◆ **Requirement**
The required result is the exact run of lines beginning at the one containing "Each instance of the whale tail" and ending at the last line of the entries.
** Start of Available data **
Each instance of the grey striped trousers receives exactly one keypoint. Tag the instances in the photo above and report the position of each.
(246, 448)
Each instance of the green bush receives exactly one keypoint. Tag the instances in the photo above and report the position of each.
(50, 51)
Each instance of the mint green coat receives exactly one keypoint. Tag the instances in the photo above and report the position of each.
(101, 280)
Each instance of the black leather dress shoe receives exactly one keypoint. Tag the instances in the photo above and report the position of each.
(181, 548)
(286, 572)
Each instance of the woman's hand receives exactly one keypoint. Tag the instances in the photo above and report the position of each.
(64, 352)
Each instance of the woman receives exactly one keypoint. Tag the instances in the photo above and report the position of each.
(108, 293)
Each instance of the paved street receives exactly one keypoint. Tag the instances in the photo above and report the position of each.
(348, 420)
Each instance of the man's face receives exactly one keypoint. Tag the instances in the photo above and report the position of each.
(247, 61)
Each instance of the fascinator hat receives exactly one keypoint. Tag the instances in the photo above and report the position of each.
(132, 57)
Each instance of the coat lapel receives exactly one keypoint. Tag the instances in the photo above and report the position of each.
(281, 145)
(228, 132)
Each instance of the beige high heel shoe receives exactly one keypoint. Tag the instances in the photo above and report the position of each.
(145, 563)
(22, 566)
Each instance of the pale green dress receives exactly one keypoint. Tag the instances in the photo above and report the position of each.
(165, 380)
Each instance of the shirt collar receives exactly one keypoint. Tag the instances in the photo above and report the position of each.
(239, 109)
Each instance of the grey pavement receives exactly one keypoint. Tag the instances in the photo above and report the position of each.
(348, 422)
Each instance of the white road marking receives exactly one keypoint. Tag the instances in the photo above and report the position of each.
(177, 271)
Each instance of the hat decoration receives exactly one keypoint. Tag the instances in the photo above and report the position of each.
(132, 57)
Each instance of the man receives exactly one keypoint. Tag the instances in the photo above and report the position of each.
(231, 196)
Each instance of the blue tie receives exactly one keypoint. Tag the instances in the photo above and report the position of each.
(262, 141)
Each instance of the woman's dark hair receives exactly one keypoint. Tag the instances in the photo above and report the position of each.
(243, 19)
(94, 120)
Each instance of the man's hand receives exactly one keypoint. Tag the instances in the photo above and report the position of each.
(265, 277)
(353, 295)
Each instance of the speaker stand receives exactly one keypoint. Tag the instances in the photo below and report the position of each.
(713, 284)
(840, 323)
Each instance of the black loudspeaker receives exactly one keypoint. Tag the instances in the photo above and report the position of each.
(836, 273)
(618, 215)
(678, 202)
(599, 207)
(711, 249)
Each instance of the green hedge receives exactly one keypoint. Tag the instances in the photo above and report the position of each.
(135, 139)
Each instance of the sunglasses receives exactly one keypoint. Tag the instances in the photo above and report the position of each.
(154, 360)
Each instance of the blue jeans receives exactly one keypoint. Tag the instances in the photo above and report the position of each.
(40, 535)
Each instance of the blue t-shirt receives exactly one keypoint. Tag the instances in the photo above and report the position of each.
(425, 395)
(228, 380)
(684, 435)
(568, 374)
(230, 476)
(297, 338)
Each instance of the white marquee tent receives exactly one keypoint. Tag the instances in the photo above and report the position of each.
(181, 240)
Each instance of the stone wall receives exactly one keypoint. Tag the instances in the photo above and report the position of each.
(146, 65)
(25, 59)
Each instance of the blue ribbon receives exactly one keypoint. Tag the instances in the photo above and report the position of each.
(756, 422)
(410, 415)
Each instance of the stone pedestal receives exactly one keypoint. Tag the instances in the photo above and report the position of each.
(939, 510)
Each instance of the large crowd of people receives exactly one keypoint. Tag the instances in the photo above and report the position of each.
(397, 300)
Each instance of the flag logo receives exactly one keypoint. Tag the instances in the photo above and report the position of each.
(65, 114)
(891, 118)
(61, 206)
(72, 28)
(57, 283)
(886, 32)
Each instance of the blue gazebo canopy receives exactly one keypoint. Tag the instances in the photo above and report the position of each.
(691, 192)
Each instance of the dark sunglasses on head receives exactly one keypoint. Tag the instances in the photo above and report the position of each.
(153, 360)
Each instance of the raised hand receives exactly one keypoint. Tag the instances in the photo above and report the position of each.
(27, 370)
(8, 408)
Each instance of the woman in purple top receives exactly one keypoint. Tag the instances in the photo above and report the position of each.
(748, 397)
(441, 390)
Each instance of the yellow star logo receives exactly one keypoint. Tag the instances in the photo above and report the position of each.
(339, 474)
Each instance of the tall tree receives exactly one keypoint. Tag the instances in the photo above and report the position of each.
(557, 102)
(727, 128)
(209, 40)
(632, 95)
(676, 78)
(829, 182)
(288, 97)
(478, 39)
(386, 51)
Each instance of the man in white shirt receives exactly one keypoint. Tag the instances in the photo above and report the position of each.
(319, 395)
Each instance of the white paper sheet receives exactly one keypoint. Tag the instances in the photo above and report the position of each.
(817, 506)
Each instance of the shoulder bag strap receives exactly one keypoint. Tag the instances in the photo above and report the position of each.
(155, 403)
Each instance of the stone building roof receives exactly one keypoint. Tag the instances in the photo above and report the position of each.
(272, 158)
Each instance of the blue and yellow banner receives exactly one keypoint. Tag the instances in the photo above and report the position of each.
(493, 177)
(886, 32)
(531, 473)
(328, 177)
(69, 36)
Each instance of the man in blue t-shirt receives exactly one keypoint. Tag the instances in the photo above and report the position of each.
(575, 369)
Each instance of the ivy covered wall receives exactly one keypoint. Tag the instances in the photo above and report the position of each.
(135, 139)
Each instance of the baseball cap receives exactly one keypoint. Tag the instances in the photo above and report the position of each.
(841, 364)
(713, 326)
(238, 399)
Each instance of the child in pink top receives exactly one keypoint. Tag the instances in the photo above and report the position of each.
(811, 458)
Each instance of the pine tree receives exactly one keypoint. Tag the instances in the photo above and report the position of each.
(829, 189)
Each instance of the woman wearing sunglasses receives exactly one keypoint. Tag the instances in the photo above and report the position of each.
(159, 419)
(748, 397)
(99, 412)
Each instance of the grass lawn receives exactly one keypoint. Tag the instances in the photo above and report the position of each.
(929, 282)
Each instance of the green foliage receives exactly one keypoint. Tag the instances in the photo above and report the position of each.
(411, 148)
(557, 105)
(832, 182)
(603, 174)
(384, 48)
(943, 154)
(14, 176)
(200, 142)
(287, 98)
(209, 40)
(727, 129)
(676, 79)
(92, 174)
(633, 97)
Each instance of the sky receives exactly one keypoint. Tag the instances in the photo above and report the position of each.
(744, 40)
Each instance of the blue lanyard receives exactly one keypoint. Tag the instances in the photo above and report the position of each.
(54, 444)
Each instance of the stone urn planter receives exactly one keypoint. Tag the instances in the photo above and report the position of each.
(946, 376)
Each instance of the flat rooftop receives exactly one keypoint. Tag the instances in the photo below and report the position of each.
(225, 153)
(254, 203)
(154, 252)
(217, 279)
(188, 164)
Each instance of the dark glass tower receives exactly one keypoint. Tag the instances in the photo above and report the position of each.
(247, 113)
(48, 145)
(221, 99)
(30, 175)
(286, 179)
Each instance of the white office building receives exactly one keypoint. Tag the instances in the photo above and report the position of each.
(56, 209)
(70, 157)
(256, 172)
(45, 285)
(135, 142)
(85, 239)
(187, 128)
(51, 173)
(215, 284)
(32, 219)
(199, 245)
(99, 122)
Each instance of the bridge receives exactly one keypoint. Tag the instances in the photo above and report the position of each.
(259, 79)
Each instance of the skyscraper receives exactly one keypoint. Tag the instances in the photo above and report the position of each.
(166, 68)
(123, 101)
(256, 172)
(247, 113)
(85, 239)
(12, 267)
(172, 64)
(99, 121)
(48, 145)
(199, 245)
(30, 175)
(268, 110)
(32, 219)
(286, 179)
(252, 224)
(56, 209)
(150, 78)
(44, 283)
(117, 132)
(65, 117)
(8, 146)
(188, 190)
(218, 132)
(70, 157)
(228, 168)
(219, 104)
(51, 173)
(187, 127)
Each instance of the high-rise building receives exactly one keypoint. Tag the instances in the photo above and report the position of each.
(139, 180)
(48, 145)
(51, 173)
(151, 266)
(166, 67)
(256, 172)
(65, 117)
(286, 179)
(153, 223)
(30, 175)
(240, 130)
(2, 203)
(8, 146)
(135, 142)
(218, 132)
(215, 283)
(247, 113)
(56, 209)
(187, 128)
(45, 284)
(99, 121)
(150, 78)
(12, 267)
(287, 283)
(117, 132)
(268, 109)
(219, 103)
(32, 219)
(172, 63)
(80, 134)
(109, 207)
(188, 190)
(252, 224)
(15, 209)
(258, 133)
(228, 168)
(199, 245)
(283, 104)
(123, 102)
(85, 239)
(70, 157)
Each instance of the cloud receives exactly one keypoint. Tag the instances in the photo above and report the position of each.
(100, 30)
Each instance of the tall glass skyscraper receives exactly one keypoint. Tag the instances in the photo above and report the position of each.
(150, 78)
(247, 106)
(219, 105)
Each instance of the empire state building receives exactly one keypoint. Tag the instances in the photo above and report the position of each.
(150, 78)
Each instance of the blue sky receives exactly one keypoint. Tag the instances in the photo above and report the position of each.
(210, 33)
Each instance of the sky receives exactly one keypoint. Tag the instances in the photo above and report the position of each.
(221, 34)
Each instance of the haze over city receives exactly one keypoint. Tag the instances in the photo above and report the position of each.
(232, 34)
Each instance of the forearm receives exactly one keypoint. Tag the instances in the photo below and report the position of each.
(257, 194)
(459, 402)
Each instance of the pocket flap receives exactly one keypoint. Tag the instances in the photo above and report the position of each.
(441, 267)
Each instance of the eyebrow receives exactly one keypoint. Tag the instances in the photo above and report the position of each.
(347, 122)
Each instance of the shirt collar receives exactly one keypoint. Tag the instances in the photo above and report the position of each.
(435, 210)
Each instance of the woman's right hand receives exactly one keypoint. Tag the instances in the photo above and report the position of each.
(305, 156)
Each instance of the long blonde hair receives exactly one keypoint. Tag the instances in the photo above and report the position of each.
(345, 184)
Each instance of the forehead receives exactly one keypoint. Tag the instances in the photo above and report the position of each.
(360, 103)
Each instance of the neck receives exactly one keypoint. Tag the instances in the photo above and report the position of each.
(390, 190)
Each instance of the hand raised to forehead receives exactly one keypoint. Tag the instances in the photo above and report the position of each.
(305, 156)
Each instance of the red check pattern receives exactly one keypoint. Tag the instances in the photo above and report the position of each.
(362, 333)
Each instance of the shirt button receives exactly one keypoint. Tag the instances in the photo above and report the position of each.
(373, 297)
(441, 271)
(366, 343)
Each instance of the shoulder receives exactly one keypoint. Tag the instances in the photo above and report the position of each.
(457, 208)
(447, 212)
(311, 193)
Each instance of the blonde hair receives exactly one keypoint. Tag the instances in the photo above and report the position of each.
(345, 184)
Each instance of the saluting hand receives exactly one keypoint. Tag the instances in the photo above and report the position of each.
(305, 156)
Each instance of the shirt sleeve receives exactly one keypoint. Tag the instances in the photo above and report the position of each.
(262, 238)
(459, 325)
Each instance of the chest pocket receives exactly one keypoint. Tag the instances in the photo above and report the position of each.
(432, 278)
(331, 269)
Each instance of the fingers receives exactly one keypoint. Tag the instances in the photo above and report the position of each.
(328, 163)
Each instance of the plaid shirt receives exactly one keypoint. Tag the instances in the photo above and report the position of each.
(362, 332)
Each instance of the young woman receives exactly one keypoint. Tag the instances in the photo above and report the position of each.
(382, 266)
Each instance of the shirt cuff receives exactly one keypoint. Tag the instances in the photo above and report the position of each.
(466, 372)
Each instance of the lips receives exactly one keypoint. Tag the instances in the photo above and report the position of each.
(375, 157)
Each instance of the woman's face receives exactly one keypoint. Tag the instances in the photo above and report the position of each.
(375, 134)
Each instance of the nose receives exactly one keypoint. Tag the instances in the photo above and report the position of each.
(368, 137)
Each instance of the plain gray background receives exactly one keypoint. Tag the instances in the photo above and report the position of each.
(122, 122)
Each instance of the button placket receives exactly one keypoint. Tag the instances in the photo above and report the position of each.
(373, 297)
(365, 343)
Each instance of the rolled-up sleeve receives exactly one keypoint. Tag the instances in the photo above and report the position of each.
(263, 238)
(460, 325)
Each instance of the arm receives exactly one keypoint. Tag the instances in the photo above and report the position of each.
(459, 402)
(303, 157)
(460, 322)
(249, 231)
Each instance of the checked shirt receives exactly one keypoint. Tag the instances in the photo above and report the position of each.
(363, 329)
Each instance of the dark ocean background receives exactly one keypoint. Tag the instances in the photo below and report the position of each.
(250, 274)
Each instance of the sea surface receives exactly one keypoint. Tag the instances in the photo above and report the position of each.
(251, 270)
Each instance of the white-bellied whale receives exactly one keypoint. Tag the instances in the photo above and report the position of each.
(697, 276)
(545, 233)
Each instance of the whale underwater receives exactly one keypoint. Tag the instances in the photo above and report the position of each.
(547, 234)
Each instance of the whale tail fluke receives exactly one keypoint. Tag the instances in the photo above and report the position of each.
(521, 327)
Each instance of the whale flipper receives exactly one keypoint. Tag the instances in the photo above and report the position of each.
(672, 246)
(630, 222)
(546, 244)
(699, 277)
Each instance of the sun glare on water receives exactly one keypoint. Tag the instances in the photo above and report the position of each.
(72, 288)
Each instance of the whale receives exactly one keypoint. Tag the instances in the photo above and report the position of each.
** End of Available data **
◆ **Exercise solution**
Each instance of the whale tail fluke receives exactly one keypoint. Tag the instances in the photo above and report the position of each.
(521, 327)
Each instance of the whale flipper receives exactly one keypoint. Tag the instances in the photo above and report the position of each.
(672, 246)
(630, 222)
(546, 244)
(699, 277)
Each instance of the sun glare on water receives exactly one keypoint. Tag the instances in the photo above and report the position of each.
(72, 288)
Each instance of the whale receives exactly one keypoint. Tag the instances in the photo above and report the position of each.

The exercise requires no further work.